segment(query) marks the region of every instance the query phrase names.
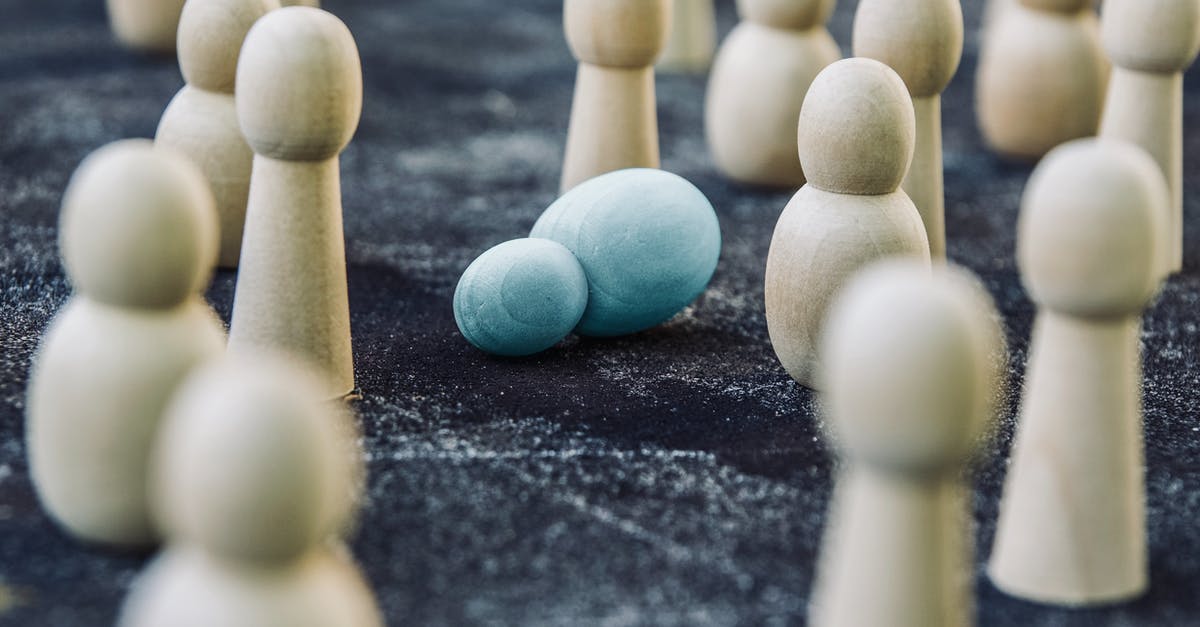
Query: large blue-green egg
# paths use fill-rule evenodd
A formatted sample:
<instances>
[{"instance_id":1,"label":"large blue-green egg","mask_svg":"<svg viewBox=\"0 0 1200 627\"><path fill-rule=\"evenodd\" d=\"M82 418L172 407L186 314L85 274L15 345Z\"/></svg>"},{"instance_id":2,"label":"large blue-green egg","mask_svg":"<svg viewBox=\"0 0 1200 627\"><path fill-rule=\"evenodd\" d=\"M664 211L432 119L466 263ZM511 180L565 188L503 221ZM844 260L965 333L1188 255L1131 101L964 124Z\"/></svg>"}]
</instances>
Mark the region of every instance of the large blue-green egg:
<instances>
[{"instance_id":1,"label":"large blue-green egg","mask_svg":"<svg viewBox=\"0 0 1200 627\"><path fill-rule=\"evenodd\" d=\"M587 298L587 277L571 251L548 239L515 239L467 266L454 290L454 320L481 350L532 355L571 333Z\"/></svg>"},{"instance_id":2,"label":"large blue-green egg","mask_svg":"<svg viewBox=\"0 0 1200 627\"><path fill-rule=\"evenodd\" d=\"M575 331L614 336L679 313L712 278L721 229L712 204L687 180L635 168L602 174L550 205L532 237L559 242L587 273L588 303Z\"/></svg>"}]
</instances>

========

Everything from the line with "418L172 407L186 314L85" down to the final line above is to be retyped exactly. Leave the earlier lines out.

[{"instance_id":1,"label":"large blue-green egg","mask_svg":"<svg viewBox=\"0 0 1200 627\"><path fill-rule=\"evenodd\" d=\"M82 418L172 407L186 314L85 274L15 345Z\"/></svg>"},{"instance_id":2,"label":"large blue-green egg","mask_svg":"<svg viewBox=\"0 0 1200 627\"><path fill-rule=\"evenodd\" d=\"M664 211L432 119L466 263ZM511 180L565 188L503 221ZM844 260L965 333L1188 255L1131 101L964 124Z\"/></svg>"}]
</instances>
Mark the region of every instance of the large blue-green egg:
<instances>
[{"instance_id":1,"label":"large blue-green egg","mask_svg":"<svg viewBox=\"0 0 1200 627\"><path fill-rule=\"evenodd\" d=\"M587 298L587 277L571 251L548 239L515 239L467 266L454 290L454 320L481 350L532 355L571 333Z\"/></svg>"},{"instance_id":2,"label":"large blue-green egg","mask_svg":"<svg viewBox=\"0 0 1200 627\"><path fill-rule=\"evenodd\" d=\"M575 331L614 336L679 313L712 278L721 229L712 204L687 180L635 168L602 174L550 205L532 237L559 242L587 273L588 303Z\"/></svg>"}]
</instances>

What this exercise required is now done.